→ **Given instruction**
Copy out, word for word, the lines in the entries below that run from the one containing "the puppy in" through the one containing "pixel 134 140", inclusive.

→ **Input**
___
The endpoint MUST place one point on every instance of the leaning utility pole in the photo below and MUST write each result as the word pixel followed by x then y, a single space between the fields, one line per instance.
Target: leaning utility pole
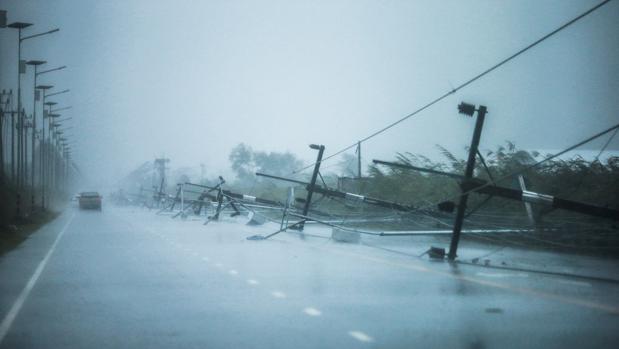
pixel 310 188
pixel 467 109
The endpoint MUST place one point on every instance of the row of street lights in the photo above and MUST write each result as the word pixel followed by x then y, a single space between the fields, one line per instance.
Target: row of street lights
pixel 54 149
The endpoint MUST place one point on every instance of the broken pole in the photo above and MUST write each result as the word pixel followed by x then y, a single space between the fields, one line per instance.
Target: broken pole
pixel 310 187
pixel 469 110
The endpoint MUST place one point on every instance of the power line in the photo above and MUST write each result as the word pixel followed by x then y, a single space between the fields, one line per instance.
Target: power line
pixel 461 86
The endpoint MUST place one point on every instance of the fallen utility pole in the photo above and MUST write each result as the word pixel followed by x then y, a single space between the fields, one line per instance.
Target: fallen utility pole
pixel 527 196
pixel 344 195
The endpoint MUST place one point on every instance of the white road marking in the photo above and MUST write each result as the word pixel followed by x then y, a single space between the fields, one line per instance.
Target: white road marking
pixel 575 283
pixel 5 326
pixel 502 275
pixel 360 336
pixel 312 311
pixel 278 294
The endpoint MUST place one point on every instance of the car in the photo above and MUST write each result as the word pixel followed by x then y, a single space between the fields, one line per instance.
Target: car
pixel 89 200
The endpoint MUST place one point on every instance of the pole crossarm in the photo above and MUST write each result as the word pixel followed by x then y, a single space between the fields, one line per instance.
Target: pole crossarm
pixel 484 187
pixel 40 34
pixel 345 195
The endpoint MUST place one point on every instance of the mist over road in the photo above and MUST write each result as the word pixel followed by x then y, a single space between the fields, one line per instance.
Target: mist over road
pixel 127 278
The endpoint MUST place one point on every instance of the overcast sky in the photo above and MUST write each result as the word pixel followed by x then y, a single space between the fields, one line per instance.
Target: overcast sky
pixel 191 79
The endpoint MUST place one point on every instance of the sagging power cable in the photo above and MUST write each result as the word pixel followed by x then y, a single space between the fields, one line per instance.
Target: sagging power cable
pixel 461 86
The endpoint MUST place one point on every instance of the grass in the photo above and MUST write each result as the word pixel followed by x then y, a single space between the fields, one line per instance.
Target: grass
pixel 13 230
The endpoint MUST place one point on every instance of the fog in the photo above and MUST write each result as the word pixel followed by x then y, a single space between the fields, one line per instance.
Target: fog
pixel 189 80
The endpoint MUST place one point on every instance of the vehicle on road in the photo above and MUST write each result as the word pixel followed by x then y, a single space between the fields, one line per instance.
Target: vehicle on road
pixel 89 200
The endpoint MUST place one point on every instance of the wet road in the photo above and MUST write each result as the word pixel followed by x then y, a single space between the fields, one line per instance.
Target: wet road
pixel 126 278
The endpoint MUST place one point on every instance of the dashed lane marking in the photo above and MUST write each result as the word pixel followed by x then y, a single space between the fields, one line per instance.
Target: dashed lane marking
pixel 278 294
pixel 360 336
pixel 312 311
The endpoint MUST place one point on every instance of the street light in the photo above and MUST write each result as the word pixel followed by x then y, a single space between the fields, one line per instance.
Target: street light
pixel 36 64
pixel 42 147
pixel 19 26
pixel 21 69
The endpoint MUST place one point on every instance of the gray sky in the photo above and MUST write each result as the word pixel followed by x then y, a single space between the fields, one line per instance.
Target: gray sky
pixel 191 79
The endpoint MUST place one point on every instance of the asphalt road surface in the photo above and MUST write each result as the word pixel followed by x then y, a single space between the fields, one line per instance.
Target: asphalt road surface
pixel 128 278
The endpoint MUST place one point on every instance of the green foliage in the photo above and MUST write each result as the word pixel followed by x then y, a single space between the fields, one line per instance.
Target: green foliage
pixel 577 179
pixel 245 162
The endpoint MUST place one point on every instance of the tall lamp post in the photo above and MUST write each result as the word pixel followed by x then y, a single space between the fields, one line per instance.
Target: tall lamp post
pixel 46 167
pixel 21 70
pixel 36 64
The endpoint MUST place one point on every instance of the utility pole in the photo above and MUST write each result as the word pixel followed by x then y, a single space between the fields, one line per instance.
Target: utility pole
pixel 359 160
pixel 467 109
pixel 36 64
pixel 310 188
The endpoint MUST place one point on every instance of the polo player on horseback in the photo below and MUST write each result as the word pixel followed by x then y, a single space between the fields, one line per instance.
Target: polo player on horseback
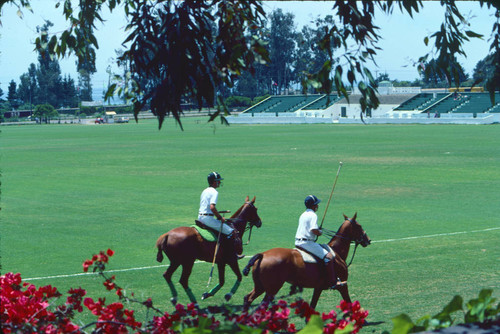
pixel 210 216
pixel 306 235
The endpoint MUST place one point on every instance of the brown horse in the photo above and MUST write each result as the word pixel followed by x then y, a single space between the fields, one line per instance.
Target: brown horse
___
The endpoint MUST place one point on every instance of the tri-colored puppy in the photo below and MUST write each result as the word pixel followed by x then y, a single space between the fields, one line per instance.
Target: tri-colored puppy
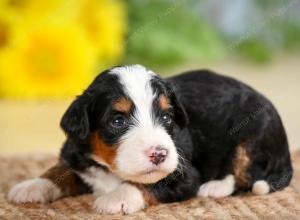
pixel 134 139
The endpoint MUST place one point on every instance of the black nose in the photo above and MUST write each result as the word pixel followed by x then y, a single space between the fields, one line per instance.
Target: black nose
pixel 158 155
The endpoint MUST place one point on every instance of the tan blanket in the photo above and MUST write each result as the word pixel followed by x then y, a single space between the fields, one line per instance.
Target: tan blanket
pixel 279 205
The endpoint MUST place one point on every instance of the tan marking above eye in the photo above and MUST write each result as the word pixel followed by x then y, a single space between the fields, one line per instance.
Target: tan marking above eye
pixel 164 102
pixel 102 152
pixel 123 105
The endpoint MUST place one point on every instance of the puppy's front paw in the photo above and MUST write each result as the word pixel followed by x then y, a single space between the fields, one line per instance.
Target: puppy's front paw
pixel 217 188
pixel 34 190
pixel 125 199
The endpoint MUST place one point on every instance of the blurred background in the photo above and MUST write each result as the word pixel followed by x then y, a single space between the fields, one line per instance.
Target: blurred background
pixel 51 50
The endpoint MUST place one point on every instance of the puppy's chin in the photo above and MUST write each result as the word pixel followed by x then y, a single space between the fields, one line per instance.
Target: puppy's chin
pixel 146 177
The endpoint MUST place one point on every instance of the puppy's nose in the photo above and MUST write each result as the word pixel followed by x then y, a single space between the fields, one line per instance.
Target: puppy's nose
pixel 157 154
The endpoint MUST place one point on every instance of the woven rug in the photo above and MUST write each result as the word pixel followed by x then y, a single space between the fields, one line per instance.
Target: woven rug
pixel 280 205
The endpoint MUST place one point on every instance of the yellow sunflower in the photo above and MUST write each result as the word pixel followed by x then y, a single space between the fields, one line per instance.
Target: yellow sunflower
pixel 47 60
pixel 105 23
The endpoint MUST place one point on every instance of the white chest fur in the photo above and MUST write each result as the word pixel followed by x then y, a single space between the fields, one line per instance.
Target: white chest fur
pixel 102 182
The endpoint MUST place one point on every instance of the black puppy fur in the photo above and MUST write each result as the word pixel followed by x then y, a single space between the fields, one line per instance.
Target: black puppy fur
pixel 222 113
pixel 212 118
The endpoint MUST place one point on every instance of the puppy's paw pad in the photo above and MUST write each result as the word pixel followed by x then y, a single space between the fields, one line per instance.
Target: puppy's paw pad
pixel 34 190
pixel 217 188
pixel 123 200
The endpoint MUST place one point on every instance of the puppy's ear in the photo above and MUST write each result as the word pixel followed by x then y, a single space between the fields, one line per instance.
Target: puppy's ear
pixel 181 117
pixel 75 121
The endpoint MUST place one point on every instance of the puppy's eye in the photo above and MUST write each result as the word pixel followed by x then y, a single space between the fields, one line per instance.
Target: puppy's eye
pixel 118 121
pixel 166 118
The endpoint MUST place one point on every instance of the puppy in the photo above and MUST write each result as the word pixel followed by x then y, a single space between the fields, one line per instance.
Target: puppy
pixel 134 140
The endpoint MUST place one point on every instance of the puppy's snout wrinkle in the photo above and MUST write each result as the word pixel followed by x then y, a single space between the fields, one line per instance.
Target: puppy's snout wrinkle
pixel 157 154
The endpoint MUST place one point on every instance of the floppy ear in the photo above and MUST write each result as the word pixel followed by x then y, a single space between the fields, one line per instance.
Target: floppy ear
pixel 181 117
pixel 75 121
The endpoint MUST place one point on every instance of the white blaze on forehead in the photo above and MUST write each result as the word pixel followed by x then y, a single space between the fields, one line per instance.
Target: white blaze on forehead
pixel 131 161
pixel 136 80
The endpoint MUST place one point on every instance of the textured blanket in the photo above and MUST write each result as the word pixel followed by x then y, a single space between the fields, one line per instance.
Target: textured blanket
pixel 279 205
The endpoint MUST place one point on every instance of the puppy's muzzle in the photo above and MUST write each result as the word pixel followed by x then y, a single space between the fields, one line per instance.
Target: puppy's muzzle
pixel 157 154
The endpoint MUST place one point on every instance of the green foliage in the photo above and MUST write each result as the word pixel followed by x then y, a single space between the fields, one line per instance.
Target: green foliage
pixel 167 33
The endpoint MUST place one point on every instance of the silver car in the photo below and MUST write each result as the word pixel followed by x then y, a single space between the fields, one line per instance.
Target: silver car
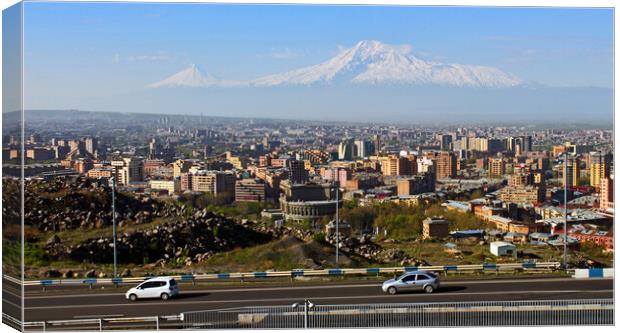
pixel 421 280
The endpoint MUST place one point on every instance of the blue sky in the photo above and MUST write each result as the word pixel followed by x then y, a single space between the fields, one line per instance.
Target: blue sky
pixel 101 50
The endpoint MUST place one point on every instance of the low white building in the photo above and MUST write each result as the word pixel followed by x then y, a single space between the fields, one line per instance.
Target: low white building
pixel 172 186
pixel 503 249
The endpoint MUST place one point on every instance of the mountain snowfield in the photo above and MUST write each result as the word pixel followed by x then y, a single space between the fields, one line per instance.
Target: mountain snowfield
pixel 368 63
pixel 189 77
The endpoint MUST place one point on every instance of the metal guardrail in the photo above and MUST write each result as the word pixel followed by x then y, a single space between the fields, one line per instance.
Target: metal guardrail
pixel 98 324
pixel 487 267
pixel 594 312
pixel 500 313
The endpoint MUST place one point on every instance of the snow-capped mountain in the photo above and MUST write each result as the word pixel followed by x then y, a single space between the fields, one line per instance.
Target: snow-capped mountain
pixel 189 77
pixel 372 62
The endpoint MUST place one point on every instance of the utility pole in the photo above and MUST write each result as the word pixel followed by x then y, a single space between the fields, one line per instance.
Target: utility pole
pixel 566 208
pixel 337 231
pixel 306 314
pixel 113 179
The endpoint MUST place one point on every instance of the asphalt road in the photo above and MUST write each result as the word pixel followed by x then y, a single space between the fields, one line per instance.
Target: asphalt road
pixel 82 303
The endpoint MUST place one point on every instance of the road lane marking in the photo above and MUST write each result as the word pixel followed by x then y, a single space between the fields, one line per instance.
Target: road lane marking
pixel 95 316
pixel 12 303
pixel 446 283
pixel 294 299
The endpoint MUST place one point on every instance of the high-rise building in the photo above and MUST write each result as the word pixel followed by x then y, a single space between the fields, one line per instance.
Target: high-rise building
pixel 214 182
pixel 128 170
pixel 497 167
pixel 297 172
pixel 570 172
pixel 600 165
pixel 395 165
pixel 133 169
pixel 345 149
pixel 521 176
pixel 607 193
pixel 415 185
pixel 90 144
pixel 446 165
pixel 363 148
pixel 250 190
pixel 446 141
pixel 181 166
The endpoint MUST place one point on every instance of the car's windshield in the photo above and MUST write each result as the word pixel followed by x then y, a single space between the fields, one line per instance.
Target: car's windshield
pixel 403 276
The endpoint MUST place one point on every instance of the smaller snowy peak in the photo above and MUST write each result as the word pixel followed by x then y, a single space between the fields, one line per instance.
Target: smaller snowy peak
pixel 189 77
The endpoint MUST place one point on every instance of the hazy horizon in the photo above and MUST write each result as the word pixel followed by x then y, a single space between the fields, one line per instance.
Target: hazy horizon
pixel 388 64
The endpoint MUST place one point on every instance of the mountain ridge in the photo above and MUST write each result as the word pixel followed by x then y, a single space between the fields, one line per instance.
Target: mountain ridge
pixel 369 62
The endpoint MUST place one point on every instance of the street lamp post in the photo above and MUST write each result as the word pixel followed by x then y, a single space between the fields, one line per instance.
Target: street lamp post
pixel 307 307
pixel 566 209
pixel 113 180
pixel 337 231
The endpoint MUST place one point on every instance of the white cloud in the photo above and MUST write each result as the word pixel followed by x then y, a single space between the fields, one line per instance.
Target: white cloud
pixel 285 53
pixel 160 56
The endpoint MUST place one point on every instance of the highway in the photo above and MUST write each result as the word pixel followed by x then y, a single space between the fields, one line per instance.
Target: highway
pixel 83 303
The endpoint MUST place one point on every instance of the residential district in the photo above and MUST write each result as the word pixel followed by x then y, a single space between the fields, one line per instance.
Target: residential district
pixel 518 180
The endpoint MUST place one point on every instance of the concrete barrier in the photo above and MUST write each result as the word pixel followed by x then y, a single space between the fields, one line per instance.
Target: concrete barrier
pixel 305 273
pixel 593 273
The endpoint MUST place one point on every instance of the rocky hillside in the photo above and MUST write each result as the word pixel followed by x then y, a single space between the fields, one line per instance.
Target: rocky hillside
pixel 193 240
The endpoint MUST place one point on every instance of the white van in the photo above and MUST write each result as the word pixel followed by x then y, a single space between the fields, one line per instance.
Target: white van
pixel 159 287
___
→ **Task solution**
The endpoint MUST place one point on every instance of the puppy in the photo above and MUST write each result as the word pixel followed by x then y, a single space between the fields, one line per instance.
Target: puppy
pixel 134 140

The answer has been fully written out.